● Text passage:
Chapter 9, Caching, Queuing, and Resilient Background Services, introduces service architecture design, adding features to services that improve scalability and reliability like caching and queuing, how to handle transient problems, and how to implement long-running services by implementing background services.

Chapter 10, Building Serverless Nanoservices Using Azure Functions, introduces you to Azure Functions, which can be configured to only require server-side resources while they execute. They execute when they are triggered by an activity like a message sent to a queue, a file uploaded to storage, or at a regularly scheduled interval.

Chapter 11, Broadcasting Real-Time Communication Using SignalR, introduces you to SignalR, a technology that enables a developer to create a service that can have multiple clients and broadcast messages to all of them or a subset of them live in real time, for example, notification systems and dashboards that need instantly up-to-date information like stock prices.

● What is required: In the chapter summaries, rewrite the stretch from "Chapter 10, Building" through "regularly scheduled interval.", putting "cloud functions" wherever "Azure Functions" appears.

● Data to examine:
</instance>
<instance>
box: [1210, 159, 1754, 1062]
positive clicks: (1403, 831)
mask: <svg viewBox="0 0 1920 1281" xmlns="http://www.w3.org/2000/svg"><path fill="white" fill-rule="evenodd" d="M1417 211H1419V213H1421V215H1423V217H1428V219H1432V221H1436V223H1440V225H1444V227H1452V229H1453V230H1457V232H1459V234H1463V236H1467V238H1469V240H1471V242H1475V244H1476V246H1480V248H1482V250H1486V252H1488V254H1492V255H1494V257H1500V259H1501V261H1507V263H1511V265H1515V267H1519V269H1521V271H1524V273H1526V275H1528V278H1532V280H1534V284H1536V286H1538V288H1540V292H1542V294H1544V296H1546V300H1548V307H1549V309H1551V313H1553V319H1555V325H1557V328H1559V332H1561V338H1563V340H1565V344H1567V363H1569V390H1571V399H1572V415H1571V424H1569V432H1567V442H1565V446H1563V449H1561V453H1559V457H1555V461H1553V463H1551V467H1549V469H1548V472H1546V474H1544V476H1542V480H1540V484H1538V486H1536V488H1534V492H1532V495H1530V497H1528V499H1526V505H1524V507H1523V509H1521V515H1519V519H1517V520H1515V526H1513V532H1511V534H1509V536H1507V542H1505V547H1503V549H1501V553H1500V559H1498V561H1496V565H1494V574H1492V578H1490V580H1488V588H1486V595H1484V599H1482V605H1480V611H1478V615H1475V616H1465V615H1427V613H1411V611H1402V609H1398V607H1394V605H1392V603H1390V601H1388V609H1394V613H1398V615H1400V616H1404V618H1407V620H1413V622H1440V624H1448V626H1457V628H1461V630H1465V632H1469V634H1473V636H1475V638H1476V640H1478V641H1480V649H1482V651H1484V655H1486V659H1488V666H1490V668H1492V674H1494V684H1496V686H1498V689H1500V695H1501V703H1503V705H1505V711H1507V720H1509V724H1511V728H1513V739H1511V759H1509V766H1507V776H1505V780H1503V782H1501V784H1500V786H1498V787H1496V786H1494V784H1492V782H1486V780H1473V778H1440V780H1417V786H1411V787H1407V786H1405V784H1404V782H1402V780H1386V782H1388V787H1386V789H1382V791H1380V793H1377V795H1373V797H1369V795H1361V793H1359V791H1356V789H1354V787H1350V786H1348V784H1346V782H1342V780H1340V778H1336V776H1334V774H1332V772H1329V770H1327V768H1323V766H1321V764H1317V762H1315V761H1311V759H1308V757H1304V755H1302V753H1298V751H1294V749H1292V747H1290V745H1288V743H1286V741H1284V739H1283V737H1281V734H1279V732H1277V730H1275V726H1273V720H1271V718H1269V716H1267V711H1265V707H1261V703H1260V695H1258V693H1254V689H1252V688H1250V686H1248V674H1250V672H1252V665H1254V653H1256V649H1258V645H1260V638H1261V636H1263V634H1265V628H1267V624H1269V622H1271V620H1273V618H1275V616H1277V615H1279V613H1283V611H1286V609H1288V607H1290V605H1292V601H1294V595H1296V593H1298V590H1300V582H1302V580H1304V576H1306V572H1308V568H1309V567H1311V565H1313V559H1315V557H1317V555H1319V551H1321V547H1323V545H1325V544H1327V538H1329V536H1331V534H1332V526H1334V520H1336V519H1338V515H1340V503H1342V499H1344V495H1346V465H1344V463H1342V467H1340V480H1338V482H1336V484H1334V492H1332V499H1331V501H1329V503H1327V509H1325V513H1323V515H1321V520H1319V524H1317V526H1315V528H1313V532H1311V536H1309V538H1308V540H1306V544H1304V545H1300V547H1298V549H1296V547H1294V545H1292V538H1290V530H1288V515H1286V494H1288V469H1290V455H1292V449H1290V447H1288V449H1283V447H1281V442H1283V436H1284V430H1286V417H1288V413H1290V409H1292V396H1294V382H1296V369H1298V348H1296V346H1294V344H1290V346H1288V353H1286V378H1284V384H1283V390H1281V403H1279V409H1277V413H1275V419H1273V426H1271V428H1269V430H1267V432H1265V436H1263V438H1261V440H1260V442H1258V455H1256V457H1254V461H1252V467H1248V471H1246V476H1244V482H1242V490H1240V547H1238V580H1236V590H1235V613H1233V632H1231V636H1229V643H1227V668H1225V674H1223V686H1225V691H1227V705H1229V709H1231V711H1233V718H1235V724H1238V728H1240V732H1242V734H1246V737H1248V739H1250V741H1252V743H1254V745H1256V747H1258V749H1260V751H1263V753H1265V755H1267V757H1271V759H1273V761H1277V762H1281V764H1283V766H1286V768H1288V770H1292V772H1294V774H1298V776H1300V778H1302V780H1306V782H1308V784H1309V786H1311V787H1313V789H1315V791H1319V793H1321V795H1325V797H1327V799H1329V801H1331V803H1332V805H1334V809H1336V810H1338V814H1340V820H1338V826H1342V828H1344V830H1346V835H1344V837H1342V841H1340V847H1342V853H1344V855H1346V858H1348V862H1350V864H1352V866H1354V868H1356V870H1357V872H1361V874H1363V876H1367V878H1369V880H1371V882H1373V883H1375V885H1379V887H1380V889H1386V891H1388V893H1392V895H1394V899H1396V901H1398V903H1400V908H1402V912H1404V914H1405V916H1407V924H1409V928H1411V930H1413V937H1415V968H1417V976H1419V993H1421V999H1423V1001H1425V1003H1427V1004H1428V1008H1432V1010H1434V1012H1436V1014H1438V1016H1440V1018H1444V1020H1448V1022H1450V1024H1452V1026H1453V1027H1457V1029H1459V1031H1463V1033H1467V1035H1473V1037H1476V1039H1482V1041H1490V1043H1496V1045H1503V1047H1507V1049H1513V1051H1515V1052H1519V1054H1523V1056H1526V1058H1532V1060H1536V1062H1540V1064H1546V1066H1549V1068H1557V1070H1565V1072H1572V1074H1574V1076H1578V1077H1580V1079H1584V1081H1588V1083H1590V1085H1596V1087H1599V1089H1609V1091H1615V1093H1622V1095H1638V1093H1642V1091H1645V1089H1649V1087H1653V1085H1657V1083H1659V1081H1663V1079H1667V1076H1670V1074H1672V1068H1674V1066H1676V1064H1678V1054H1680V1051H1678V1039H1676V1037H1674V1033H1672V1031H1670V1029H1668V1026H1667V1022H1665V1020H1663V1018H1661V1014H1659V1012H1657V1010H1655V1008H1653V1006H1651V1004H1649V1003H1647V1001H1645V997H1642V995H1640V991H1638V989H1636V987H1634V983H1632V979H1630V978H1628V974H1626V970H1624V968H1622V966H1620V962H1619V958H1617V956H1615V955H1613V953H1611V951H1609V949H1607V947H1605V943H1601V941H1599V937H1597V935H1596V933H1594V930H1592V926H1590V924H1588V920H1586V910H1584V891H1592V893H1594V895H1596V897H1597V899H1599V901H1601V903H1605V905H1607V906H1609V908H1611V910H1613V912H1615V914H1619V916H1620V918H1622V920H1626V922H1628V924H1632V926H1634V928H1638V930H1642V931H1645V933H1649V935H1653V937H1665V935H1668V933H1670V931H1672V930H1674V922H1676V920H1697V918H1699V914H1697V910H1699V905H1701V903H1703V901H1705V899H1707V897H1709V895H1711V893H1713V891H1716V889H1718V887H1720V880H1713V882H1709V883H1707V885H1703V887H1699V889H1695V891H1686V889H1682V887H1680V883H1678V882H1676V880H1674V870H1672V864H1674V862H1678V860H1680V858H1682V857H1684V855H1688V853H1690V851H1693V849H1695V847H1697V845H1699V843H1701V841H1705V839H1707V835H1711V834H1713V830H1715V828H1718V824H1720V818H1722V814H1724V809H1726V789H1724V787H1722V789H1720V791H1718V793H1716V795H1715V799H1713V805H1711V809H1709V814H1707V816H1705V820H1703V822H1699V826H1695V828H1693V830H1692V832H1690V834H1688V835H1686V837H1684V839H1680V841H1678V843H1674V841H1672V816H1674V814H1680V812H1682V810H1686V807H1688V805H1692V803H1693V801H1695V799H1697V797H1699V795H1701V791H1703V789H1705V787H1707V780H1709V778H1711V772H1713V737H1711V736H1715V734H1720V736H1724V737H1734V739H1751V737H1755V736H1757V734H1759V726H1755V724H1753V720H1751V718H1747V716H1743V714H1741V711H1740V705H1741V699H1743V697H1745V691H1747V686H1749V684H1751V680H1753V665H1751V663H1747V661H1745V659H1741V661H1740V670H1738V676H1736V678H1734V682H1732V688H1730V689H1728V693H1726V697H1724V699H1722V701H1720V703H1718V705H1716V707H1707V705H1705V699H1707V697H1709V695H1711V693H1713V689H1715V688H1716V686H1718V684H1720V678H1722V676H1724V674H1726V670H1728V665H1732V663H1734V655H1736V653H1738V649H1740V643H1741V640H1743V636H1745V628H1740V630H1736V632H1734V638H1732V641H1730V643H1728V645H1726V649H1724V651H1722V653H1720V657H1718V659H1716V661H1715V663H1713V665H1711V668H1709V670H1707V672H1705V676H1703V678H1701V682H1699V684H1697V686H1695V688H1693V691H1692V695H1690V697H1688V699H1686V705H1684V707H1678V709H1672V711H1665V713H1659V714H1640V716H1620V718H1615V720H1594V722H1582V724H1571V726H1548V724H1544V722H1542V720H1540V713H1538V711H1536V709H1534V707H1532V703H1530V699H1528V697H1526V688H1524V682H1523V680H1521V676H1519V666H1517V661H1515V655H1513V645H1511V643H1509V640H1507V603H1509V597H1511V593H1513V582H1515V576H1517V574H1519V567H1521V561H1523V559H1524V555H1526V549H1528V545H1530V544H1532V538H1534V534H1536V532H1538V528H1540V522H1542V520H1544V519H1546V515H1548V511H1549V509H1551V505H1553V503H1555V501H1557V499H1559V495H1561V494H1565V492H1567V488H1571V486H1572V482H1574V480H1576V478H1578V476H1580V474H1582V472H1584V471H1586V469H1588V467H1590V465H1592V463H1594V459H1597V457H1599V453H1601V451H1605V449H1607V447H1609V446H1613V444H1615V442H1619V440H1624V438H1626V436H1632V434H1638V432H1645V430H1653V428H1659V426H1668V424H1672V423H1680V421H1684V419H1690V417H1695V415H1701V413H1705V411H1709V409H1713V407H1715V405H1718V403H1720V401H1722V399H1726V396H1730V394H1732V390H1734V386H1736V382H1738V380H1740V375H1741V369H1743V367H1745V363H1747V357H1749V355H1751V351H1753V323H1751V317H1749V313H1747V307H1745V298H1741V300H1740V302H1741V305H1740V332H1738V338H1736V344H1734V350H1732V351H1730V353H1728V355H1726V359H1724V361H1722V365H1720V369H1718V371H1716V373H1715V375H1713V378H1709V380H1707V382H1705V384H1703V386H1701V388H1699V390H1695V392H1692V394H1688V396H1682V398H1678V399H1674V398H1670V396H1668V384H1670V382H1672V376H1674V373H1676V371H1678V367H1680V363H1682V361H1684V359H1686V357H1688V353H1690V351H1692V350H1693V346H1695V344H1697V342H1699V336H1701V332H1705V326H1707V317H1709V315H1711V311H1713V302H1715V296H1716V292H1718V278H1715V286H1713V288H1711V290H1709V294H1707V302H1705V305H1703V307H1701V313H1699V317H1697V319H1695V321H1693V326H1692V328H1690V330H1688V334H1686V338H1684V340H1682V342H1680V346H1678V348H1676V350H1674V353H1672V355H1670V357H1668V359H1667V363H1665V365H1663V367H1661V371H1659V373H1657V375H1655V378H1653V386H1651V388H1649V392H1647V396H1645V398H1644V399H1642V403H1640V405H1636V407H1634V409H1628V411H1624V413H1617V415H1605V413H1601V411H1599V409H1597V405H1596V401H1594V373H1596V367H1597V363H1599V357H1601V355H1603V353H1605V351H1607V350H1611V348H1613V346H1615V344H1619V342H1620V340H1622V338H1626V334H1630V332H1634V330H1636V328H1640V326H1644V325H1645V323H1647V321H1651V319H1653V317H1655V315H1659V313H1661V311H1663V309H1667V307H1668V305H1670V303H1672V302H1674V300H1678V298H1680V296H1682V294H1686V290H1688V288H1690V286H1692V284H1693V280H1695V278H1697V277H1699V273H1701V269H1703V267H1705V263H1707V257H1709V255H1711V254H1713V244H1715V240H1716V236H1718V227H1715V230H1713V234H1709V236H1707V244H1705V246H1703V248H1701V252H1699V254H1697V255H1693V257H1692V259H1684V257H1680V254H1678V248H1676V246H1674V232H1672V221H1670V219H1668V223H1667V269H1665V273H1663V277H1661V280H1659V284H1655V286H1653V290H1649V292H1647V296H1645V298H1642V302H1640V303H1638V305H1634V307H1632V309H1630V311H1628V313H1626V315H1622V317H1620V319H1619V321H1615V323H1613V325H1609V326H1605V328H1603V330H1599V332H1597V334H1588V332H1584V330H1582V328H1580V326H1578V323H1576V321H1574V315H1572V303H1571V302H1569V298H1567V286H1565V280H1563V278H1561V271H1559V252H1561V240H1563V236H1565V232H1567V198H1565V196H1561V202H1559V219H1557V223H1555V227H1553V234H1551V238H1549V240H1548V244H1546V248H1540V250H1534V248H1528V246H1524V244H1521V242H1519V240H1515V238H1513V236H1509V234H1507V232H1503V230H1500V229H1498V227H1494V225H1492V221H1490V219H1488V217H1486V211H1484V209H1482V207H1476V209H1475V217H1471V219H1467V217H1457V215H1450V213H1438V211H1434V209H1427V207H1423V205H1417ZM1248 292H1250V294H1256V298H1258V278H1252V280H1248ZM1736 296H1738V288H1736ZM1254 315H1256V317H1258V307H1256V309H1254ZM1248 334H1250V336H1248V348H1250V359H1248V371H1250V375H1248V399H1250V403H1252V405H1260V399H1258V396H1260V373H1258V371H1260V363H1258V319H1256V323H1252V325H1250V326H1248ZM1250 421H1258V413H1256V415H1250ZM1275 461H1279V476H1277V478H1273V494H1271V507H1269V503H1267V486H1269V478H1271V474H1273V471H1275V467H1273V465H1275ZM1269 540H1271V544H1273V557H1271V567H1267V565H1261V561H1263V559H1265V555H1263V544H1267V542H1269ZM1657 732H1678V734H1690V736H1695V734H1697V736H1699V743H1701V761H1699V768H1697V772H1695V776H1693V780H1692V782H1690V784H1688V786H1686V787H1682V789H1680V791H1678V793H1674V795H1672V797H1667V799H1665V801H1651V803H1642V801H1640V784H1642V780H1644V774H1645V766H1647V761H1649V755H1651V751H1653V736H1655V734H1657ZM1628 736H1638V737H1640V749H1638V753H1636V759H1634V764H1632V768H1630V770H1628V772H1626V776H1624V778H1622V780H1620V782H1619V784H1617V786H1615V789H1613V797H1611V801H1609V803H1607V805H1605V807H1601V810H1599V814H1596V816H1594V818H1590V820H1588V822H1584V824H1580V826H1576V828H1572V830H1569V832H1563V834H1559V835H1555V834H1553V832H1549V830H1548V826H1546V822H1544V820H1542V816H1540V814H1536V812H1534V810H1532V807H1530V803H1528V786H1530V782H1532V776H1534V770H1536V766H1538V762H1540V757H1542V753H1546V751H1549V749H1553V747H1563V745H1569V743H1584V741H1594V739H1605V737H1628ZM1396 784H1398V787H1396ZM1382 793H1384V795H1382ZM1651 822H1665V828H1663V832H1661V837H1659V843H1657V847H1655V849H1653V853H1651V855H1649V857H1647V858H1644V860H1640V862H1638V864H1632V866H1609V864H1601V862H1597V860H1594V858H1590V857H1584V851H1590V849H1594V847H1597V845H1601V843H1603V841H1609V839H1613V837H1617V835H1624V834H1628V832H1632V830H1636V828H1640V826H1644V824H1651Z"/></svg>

● Written reply:
Chapter 10, Building Serverless Nanoservices Using cloud functions, introduces you to cloud functions, which can be configured to only require server-side resources while they execute. They execute when they are triggered by an activity like a message sent to a queue, a file uploaded to storage, or at a regularly scheduled interval.